═══ EXERCISE PASSAGE
Companies using the government’s Covid-19 bailout scheme aimed at the biggest businesses are to be banned from paying cash bonuses to executives and dividends as part of a revamp of the programme.
Ministers on Tuesday confirmed plans to provide a state-backed loan of up to £200m to midsized companies — up from a previous limit of £50m — under changes to the coronavirus large business interruption loan scheme.
The low level of take-up under the scheme spurred the government to reconsider the loan limit given the widespread signs of problems among companies struggling to survive the Covid-19 pandemic.
As part of the changes, the Treasury said that companies borrowing more than £50m through the scheme would be blocked from paying dividends to investors or cash bonuses and pay rises to senior management unless previously agreed. This would also apply to a separate commercial paper programme run by the Bank of England for companies who want to borrow for more than a year.
“This will ensure that the money is used to keep the company going through the crisis,” said the Treasury.
Officials are worried that state bailout programmes could be used by companies to reward investors or support high pay to management.
Banks were told by the BoE’s Prudential Regulation Authority in March not to use any money freed up by its emergency funding measures to financial institutions to increase dividends or bonuses. The BoE wants banks to use the money to help businesses that need cash to survive the crisis.
Companies have moved fast to cut dividends in order to protect their balance sheets during the pandemic, with more than £24bn wiped off the value of investor payouts according to stock broker AJ Bell. Imperial Tobacco on Tuesday cut its dividend by a third, while Compass, the catering group, announced plans to raise more £2bn in new equity having already cut its dividend and management pay.
The changes to the coronavirus large business interruption loan scheme were made following concerns that thousands of midsized companies were missing out on state support.
══════
═══ STORED DATA
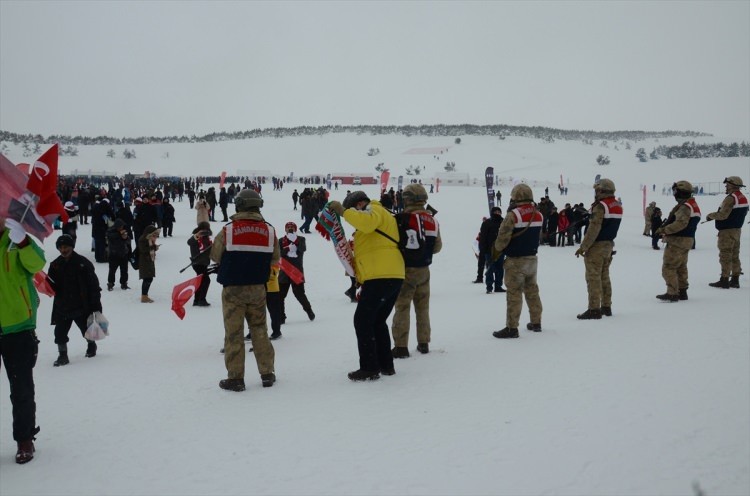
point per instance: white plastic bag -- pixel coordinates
(98, 327)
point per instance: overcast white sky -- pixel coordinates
(171, 68)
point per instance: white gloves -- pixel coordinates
(17, 232)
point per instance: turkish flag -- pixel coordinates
(43, 183)
(182, 293)
(42, 284)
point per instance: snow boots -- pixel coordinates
(232, 384)
(91, 349)
(364, 375)
(268, 379)
(506, 333)
(62, 359)
(25, 451)
(400, 352)
(722, 283)
(591, 314)
(670, 298)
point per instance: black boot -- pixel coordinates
(670, 298)
(591, 314)
(506, 333)
(62, 359)
(232, 384)
(400, 352)
(364, 375)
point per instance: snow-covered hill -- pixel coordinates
(649, 401)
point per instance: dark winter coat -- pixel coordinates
(119, 246)
(77, 291)
(146, 264)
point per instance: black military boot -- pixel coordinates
(268, 379)
(62, 359)
(400, 352)
(722, 283)
(591, 314)
(506, 333)
(364, 375)
(232, 384)
(670, 298)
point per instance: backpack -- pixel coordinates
(417, 234)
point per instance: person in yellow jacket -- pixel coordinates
(379, 268)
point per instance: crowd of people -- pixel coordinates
(257, 267)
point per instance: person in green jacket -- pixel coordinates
(20, 259)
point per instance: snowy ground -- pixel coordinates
(650, 401)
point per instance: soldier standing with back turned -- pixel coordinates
(729, 220)
(597, 248)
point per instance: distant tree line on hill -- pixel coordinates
(449, 130)
(691, 149)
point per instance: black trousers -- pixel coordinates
(376, 301)
(18, 352)
(200, 294)
(114, 264)
(63, 327)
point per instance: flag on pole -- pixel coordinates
(182, 293)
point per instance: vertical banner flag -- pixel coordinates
(384, 177)
(182, 293)
(489, 179)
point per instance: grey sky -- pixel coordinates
(172, 68)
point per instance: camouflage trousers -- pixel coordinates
(674, 263)
(597, 261)
(729, 252)
(520, 280)
(241, 303)
(416, 288)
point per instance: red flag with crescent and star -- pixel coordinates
(182, 293)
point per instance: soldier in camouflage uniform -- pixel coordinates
(678, 232)
(416, 287)
(518, 239)
(729, 220)
(647, 216)
(597, 247)
(245, 249)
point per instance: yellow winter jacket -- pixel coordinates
(375, 256)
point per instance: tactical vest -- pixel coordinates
(737, 216)
(695, 217)
(612, 219)
(525, 239)
(249, 248)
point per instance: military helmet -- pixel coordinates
(734, 181)
(604, 185)
(521, 192)
(247, 199)
(414, 193)
(682, 189)
(353, 198)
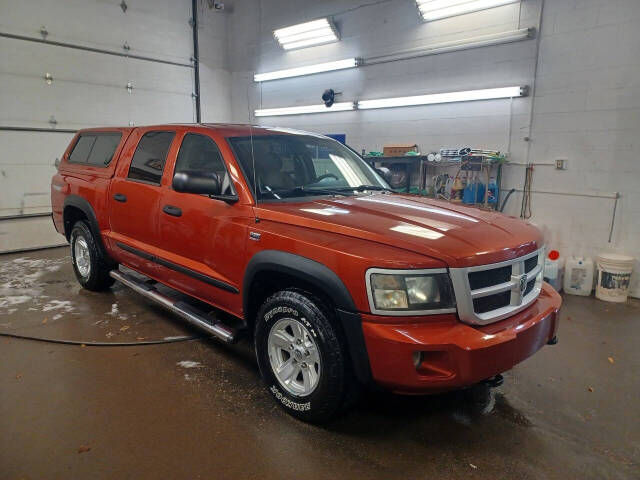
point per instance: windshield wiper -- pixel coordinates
(302, 190)
(363, 188)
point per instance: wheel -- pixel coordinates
(90, 266)
(302, 356)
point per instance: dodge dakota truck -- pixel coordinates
(340, 282)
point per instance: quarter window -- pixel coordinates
(95, 149)
(151, 153)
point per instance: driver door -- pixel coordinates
(203, 237)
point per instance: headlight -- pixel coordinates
(410, 292)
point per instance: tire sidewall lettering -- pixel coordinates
(284, 400)
(284, 310)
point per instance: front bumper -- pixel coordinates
(453, 354)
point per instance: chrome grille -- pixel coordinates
(488, 293)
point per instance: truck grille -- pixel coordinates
(488, 293)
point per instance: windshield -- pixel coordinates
(289, 166)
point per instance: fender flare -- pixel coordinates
(86, 208)
(327, 281)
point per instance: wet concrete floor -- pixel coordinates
(196, 408)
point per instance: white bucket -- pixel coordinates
(614, 274)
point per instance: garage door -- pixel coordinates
(109, 63)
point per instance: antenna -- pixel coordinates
(253, 158)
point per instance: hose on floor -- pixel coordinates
(101, 344)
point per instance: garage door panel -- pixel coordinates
(74, 105)
(32, 60)
(147, 108)
(151, 27)
(25, 189)
(32, 148)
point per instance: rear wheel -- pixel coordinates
(301, 355)
(89, 265)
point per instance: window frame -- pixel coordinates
(164, 163)
(233, 197)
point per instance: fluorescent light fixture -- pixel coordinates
(316, 32)
(308, 70)
(454, 46)
(469, 95)
(273, 112)
(437, 9)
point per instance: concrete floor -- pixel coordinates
(570, 411)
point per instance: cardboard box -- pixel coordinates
(399, 149)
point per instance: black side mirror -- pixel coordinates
(384, 172)
(196, 183)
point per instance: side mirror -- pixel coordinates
(385, 173)
(196, 183)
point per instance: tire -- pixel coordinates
(89, 264)
(311, 402)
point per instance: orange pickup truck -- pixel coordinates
(341, 282)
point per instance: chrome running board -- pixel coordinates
(191, 314)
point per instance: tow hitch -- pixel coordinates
(494, 381)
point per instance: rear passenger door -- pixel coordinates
(134, 198)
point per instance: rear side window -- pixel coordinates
(95, 149)
(151, 153)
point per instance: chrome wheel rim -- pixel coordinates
(294, 357)
(82, 257)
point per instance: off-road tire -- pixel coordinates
(98, 278)
(335, 385)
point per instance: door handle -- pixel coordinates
(171, 210)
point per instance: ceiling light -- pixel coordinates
(320, 108)
(309, 69)
(484, 94)
(316, 32)
(437, 9)
(454, 46)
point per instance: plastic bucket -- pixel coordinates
(614, 275)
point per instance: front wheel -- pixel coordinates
(301, 356)
(89, 265)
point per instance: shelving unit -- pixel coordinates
(477, 163)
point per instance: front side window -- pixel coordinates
(292, 166)
(200, 155)
(95, 149)
(151, 153)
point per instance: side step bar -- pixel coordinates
(191, 314)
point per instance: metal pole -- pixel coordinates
(613, 217)
(196, 58)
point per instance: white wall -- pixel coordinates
(586, 105)
(587, 109)
(89, 88)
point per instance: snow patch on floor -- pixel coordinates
(189, 364)
(20, 283)
(64, 305)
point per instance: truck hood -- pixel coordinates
(458, 235)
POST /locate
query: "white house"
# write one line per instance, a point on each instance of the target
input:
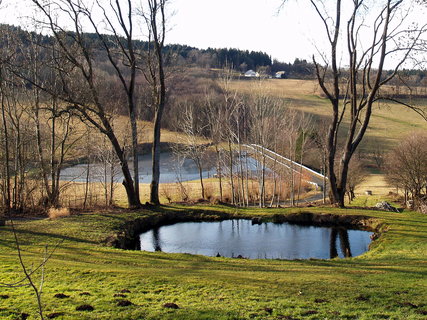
(251, 74)
(280, 75)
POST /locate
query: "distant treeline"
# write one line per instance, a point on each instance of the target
(183, 55)
(239, 60)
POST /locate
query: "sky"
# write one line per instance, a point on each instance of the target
(243, 24)
(295, 31)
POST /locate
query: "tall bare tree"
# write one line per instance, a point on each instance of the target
(79, 53)
(154, 15)
(373, 34)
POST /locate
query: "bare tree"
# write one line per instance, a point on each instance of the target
(372, 36)
(406, 165)
(191, 147)
(79, 54)
(29, 273)
(154, 15)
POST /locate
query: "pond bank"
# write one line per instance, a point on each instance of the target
(129, 232)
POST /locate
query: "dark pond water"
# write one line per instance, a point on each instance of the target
(233, 238)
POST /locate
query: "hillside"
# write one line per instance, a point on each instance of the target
(389, 124)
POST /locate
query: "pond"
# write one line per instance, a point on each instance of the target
(171, 170)
(240, 238)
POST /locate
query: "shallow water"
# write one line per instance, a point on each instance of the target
(233, 238)
(171, 170)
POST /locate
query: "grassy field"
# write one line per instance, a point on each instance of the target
(388, 282)
(389, 123)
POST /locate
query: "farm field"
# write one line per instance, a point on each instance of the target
(389, 123)
(388, 282)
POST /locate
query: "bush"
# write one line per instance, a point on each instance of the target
(54, 213)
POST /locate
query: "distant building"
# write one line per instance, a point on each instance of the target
(280, 75)
(251, 74)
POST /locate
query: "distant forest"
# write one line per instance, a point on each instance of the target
(217, 58)
(220, 58)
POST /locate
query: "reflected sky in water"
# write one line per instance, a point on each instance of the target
(231, 238)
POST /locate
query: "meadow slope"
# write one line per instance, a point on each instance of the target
(388, 282)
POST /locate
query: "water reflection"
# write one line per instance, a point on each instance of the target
(342, 233)
(232, 238)
(156, 240)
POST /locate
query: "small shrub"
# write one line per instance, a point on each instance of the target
(85, 307)
(54, 213)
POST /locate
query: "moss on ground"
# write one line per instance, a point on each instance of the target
(388, 282)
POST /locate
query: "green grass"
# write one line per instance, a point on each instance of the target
(388, 282)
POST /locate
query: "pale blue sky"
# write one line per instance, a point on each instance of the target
(294, 32)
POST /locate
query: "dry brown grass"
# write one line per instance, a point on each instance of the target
(390, 122)
(55, 213)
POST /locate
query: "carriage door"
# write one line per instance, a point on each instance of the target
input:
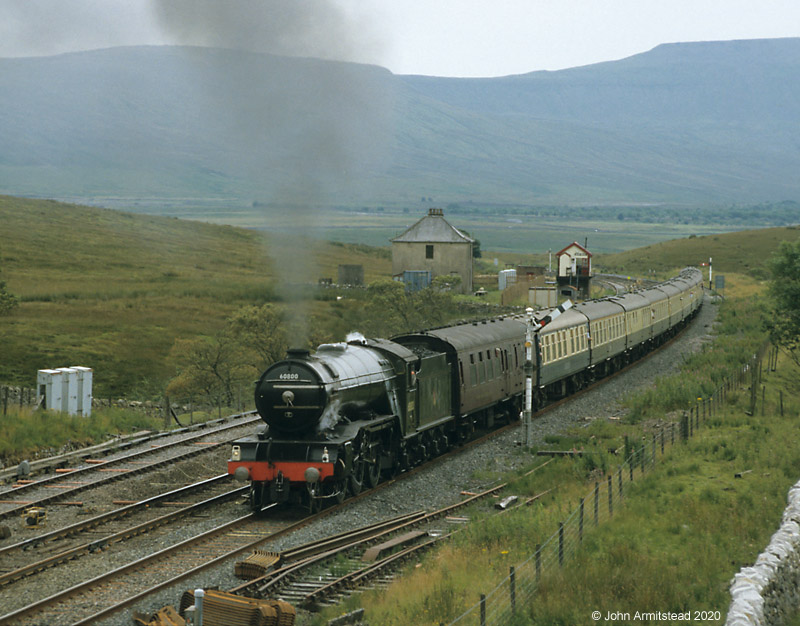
(412, 419)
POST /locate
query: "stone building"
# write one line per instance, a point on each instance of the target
(433, 245)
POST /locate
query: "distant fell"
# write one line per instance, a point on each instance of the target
(744, 252)
(689, 123)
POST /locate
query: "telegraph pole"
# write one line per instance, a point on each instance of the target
(527, 414)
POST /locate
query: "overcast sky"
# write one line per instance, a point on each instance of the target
(433, 37)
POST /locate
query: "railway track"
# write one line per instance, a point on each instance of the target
(324, 571)
(67, 483)
(70, 606)
(114, 590)
(101, 532)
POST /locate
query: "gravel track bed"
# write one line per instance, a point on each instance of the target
(435, 488)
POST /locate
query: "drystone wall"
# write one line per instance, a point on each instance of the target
(768, 593)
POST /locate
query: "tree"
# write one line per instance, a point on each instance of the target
(7, 300)
(261, 331)
(211, 367)
(784, 322)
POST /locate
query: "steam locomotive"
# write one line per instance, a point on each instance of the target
(339, 419)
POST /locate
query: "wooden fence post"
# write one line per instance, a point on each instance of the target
(538, 563)
(512, 577)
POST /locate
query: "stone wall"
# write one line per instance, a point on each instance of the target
(768, 593)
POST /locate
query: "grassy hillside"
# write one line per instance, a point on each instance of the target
(744, 252)
(113, 291)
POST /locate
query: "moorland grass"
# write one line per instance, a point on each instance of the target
(27, 434)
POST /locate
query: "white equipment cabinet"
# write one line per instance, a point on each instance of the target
(49, 389)
(84, 377)
(65, 389)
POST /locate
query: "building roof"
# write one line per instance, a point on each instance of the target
(574, 243)
(433, 228)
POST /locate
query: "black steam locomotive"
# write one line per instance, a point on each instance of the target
(338, 419)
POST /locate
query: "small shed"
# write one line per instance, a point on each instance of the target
(575, 269)
(352, 275)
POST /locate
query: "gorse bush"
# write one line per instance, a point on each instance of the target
(739, 334)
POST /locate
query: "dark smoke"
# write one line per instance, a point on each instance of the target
(304, 127)
(308, 28)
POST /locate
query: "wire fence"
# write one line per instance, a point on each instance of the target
(499, 606)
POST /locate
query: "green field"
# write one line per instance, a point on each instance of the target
(498, 231)
(115, 291)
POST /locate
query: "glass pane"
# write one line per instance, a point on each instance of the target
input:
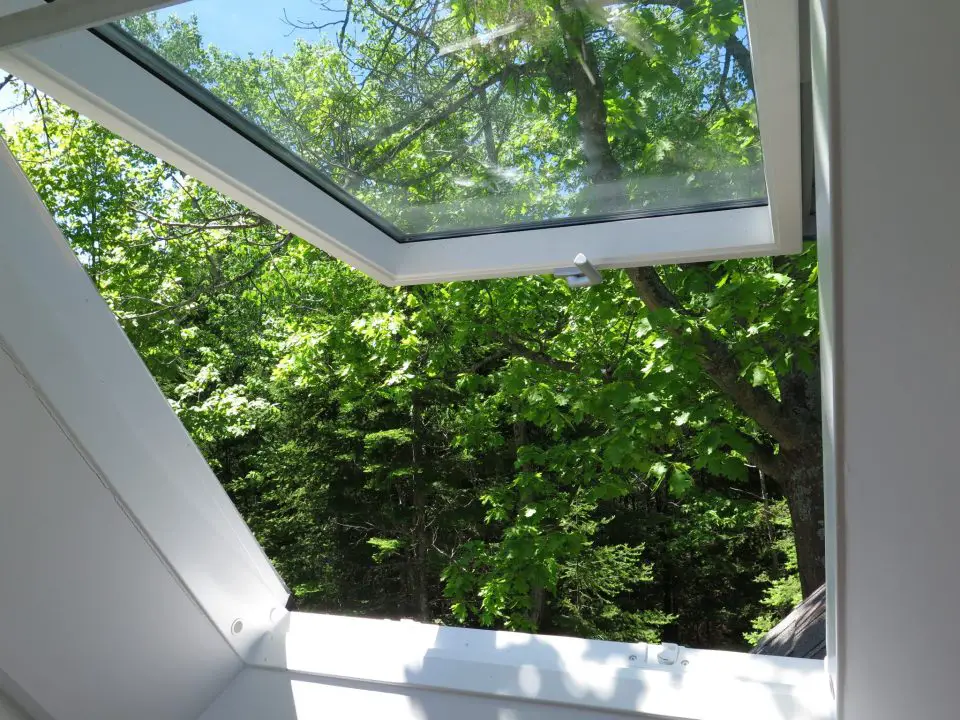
(447, 117)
══════
*WHAT YOU HAVE TO DO*. Reproduce the news text about bailout loan restrictions word for word, in full.

*REPLY TO THE TASK*.
Companies using the government’s Covid-19 bailout scheme aimed at the biggest businesses are to be banned from paying cash bonuses to executives and dividends as part of a revamp of the programme.
Ministers on Tuesday confirmed plans to provide a state-backed loan of up to £200m to midsized companies — up from a previous limit of £50m — under changes to the coronavirus large business interruption loan scheme.
The low level of take-up under the scheme spurred the government to reconsider the loan limit given the widespread signs of problems among companies struggling to survive the Covid-19 pandemic.
As part of the changes, the Treasury said that companies borrowing more than £50m through the scheme would be blocked from paying dividends to investors or cash bonuses and pay rises to senior management unless previously agreed. This would also apply to a separate commercial paper programme run by the Bank of England for companies who want to borrow for more than a year.
“This will ensure that the money is used to keep the company going through the crisis,” said the Treasury.
Officials are worried that state bailout programmes could be used by companies to reward investors or support high pay to management.
Banks were told by the BoE’s Prudential Regulation Authority in March not to use any money freed up by its emergency funding measures to financial institutions to increase dividends or bonuses. The BoE wants banks to use the money to help businesses that need cash to survive the crisis.
Companies have moved fast to cut dividends in order to protect their balance sheets during the pandemic, with more than £24bn wiped off the value of investor payouts according to stock broker AJ Bell. Imperial Tobacco on Tuesday cut its dividend by a third, while Compass, the catering group, announced plans to raise more £2bn in new equity having already cut its dividend and management pay.
The changes to the coronavirus large business interruption loan scheme were made following concerns that thousands of midsized companies were missing out on state support.